» **Exercise A**: Condense the paragraph of the excerpt below that begins "If Manchin wants U.S. corporate taxes" into a short bulleted list, keeping its main facts.

» **Excerpt**:
○ ○ ○ ○ ○

If Manchin wants U.S. corporate taxes to be competitive, he should favor the global minimum corporate tax, because that’s its purpose. It makes U.S. corporate taxes more competitive by raising taxes in other countries. Its only effect on corporate taxation here is to raise a tax on some foreign earnings that was created in 2017 from a maximum 13 percent to a flat 15 percent, and to collect that revenue on a country-by-country basis. Other nations would do the same.
Manchin used to be fine with that. Here’s what he said last October 27:
We’ve all agreed on a 15 percent corporate [minimum] tax. People in the stratosphere, rather than trying to penalize them, we ought to be pleased that this country’s able to produce the wealth. But with that, there’s a patriotic duty that you should be paying something to this great country to give you the protection and the support and the opportunities. That’s called a patriot—a patriotic tax would be nothing that we should be scorned about. It doesn’t harm anybody.
What a difference 10 months make. Here is what Manchin said this past Friday to a West Virginia radio interviewer:
When we saw [an inflation rate of] 9.1 percent, that was an alarming figure to me. Higher than anything since from 40-plus years. So I said, “Oh my goodness, let’s wait now. This is a whole new page.” … I’m trying to get all the input I can by professionals that anything we’ve talked about, in taxes, does not affect the economy of the United States of America or to the people of the United States of America. I want people to pay their fair share. I think corporations should pay their fair share. But I’ve got to be careful that corporations aren’t basically stymied to where they won’t invest, they won’t hire, they start laying off, I want to make sure none of that can happen.
If Manchin is worried about inflation, he should favor tax increases, because (as I explained last month) tax increases are a textbook example of something you do when you want to curb inflation. If Manchin is worried that corporations are too fragile to pay more in taxes, please somebody tell him that corporate profits are at a historic high. Granted, they dipped 2.2 percent in January-March. But that was after rising 25 percent in 2021.

○ ○ ○ ○ ○

» **Exercise B**: Write out the rows again, from the line containing "Place one point per instance of the metal" through the last line of the rows, both included, with their instructions. Multiply each point coordinate by 0.55 and round to whole numbers, with halves rounded up.

» **Material for this task**:
○ ○ ○ ○ ○

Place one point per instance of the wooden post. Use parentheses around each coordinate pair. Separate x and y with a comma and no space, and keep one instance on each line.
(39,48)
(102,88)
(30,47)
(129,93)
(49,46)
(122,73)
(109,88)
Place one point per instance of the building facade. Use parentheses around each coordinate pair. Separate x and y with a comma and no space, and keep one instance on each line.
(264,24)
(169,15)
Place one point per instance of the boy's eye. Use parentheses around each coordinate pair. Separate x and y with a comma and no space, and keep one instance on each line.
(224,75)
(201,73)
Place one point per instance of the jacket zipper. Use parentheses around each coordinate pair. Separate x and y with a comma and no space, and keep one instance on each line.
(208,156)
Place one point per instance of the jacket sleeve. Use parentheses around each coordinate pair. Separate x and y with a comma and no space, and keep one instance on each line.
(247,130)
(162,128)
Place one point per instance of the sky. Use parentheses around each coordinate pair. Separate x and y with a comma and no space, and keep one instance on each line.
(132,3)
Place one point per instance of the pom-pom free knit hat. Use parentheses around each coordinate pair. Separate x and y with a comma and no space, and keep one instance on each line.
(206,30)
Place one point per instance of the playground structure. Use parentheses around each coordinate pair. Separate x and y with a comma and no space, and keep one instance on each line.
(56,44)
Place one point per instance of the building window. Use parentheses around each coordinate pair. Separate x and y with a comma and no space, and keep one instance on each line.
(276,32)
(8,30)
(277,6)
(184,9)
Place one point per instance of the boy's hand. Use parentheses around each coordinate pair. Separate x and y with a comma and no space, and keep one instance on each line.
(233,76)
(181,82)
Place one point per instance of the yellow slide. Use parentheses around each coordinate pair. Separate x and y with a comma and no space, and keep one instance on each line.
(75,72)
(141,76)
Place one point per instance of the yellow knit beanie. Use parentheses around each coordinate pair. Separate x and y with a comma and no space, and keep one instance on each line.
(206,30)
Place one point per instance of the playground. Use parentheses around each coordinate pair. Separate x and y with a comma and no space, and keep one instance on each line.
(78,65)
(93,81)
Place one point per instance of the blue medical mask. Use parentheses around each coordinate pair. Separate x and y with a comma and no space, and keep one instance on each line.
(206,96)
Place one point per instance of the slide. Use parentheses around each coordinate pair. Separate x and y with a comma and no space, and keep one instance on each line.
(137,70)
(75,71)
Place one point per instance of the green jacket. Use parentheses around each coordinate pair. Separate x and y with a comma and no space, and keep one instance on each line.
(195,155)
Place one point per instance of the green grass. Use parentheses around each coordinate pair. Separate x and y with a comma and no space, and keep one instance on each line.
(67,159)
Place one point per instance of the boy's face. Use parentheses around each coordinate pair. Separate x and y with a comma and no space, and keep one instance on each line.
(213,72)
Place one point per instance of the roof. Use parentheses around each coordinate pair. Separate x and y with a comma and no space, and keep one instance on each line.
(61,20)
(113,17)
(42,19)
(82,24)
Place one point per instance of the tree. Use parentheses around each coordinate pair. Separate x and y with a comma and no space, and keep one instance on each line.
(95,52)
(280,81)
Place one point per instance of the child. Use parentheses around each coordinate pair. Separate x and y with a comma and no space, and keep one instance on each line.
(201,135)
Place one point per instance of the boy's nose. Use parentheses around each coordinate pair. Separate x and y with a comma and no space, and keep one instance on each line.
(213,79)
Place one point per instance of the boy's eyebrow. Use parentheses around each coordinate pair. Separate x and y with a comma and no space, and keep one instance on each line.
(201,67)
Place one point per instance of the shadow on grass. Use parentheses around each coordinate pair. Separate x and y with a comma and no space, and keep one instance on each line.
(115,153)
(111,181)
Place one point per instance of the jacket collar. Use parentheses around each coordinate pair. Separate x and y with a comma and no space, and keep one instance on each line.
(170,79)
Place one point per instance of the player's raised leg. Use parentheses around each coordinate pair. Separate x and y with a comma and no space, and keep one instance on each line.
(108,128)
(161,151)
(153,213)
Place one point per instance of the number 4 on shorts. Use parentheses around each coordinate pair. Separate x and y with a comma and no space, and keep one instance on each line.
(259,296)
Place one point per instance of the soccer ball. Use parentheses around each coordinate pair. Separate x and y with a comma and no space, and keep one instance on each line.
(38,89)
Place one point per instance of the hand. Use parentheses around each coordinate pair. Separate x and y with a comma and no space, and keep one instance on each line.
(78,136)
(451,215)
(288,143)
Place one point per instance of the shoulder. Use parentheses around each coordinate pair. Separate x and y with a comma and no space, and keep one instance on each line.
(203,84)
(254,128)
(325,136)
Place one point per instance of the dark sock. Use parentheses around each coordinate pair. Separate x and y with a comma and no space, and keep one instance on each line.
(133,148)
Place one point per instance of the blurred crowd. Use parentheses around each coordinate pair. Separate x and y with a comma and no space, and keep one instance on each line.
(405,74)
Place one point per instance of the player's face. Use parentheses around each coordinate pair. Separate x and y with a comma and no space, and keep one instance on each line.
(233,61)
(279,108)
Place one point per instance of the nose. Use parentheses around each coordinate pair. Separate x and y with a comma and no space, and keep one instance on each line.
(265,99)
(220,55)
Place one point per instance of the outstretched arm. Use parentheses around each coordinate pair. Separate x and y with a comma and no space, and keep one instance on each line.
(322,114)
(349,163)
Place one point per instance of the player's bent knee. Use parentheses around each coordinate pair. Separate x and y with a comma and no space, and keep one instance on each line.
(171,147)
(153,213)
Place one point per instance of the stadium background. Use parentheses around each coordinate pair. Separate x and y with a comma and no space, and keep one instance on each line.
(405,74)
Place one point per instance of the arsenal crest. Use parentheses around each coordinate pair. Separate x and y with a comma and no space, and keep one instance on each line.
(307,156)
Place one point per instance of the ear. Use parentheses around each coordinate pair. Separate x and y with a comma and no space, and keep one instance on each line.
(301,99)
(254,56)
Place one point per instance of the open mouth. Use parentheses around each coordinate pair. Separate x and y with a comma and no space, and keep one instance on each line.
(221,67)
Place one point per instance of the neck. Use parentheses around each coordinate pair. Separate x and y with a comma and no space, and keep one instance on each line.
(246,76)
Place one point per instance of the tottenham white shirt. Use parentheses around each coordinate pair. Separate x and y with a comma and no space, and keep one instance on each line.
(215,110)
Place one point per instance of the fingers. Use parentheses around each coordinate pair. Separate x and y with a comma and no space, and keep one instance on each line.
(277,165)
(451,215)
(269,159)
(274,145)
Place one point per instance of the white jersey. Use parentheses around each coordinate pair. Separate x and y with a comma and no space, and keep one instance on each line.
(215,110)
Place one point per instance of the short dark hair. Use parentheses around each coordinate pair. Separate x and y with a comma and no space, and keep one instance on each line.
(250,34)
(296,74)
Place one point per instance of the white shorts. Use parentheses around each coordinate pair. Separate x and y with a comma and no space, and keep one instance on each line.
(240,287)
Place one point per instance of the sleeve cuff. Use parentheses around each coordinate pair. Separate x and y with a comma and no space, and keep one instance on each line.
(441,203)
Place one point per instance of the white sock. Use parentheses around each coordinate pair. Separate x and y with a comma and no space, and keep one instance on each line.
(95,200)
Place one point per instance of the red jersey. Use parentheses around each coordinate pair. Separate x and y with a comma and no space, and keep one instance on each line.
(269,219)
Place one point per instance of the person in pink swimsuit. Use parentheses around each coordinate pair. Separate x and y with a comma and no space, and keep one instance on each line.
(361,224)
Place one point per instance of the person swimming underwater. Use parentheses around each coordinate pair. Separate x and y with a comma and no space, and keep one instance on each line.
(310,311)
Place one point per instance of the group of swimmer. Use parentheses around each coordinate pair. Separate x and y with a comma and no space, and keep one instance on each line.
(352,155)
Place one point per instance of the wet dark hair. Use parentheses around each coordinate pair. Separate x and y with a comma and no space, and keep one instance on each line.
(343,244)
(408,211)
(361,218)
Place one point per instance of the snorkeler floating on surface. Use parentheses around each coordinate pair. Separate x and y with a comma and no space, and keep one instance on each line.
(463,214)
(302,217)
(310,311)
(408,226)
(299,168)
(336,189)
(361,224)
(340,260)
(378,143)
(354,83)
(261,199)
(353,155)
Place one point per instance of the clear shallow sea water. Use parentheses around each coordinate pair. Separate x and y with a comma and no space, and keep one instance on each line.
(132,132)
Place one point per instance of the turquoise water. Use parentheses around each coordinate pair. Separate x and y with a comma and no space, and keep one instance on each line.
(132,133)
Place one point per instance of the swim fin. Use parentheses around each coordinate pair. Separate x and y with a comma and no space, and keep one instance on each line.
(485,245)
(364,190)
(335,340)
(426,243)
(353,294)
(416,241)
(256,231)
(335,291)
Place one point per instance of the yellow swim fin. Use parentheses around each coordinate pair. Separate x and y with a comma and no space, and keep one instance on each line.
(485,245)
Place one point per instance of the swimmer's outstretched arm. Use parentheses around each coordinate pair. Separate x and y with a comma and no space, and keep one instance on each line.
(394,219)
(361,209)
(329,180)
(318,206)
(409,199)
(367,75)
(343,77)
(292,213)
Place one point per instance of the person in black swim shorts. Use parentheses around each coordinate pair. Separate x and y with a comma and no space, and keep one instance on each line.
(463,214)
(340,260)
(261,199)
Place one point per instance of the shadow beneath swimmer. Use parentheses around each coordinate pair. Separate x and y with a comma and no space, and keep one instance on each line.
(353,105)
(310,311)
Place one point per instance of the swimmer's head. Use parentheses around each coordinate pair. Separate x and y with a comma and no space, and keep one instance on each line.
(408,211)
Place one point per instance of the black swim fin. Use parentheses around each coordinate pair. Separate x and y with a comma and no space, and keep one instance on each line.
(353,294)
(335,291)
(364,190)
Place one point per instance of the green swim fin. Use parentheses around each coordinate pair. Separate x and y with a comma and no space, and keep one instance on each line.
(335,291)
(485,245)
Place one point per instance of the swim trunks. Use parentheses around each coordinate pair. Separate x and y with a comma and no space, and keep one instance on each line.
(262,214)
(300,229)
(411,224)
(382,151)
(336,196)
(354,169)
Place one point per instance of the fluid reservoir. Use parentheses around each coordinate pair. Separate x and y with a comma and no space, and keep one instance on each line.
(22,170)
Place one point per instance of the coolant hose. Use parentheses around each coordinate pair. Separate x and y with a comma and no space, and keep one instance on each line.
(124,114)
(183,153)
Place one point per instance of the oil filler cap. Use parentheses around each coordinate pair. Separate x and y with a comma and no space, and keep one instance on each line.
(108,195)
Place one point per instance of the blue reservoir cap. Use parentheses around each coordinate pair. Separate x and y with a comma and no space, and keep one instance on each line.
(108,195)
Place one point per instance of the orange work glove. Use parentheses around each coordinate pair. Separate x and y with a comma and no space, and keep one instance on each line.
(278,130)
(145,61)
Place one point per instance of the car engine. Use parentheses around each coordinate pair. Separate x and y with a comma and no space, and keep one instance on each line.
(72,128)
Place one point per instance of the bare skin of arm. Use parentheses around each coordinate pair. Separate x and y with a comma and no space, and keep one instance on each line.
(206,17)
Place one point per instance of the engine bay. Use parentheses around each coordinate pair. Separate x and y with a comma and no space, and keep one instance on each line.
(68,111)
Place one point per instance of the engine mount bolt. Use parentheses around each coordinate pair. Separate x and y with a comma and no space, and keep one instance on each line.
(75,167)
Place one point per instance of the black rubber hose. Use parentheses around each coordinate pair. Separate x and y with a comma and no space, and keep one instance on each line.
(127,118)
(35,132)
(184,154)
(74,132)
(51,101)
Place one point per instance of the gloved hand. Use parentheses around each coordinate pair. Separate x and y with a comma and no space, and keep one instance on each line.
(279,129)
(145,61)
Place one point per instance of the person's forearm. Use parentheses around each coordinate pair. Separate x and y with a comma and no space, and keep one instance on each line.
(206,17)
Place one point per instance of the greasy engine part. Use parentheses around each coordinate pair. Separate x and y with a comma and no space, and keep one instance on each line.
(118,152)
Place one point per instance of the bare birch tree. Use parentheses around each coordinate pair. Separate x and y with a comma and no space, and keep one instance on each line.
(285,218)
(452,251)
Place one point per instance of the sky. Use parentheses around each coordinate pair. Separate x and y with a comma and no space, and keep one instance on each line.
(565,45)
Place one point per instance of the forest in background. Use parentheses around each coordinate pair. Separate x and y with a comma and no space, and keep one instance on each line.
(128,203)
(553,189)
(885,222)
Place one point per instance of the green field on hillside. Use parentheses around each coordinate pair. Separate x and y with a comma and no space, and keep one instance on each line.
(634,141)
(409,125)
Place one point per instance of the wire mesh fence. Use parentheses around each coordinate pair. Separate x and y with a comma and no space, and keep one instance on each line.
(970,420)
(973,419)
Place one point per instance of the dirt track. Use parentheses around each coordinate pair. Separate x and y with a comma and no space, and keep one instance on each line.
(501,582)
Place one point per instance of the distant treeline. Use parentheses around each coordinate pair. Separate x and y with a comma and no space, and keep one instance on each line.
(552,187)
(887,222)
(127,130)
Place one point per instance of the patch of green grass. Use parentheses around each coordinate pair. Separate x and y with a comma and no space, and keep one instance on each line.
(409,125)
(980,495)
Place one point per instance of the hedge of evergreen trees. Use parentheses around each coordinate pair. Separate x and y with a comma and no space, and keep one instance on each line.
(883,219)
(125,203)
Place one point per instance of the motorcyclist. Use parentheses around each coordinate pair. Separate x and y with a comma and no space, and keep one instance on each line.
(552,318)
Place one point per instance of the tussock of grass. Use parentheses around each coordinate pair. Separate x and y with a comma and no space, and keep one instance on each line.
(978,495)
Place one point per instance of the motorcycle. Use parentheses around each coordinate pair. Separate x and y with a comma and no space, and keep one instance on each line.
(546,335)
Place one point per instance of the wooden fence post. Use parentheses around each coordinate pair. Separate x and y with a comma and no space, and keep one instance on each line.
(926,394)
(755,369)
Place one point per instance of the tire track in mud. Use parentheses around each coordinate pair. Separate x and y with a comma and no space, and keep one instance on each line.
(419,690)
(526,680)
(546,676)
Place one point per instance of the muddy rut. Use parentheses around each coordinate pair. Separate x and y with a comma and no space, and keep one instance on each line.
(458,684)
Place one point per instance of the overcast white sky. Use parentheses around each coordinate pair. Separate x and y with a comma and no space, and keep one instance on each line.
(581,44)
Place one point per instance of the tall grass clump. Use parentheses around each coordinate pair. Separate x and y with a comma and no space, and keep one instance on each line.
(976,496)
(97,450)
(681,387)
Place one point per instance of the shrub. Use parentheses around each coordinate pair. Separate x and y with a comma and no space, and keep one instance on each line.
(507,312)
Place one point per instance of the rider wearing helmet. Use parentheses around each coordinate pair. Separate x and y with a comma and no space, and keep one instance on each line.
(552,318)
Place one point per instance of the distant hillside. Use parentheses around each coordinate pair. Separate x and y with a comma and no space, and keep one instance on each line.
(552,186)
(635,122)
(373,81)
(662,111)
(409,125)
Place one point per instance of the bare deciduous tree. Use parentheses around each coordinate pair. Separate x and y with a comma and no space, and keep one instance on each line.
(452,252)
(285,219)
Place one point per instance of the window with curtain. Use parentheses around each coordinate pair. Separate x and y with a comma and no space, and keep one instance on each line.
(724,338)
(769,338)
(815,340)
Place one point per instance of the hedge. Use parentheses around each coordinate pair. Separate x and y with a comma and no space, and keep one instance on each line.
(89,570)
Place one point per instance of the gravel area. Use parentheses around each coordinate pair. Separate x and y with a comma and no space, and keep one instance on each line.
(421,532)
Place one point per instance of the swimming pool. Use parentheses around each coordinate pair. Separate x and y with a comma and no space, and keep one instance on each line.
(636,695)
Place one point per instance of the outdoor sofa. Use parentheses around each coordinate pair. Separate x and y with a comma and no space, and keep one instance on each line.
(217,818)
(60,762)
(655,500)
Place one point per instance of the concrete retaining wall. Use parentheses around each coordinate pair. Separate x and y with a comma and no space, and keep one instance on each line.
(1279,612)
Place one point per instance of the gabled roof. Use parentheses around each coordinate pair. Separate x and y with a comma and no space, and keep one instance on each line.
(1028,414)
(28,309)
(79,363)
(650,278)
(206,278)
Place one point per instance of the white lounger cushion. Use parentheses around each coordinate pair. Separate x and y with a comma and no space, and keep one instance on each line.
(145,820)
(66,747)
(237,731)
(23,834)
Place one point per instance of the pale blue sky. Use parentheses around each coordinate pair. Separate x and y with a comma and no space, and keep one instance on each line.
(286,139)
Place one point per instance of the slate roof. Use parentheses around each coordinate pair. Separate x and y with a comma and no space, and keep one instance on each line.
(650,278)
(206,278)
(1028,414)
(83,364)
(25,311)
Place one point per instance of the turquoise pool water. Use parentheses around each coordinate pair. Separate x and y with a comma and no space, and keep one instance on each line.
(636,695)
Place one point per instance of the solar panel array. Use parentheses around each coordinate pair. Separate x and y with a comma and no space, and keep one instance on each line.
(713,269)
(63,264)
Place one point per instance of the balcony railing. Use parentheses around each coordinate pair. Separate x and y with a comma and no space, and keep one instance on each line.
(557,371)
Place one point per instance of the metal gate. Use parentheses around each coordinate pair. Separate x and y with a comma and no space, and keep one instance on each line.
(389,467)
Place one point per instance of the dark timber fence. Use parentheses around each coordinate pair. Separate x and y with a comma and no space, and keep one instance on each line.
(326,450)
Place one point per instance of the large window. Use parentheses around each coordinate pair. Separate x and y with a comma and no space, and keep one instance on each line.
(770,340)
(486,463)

○ ○ ○ ○ ○

» **Exercise response A**:
- If Manchin wants competitive U.S. corporate taxes, he should support the global minimum corporate tax, since that is its purpose.
- It makes U.S. corporate taxes more competitive by raising taxes in other countries.
- Its only domestic effect is to raise a tax on some foreign earnings, created in 2017, from a maximum of 13 percent to a flat 15 percent. That revenue would be collected country by country.
- Other nations would do the same.

» **Exercise response B**:
Place one point per instance of the metal gate. Use parentheses around each coordinate pair. Separate x and y with a comma and no space, and keep one instance on each line.
(214,257)
Place one point per instance of the dark timber fence. Use parentheses around each coordinate pair. Separate x and y with a comma and no space, and keep one instance on each line.
(179,248)
Place one point per instance of the large window. Use parentheses around each coordinate pair. Separate x and y with a comma and no space, and keep one instance on each line.
(424,187)
(267,255)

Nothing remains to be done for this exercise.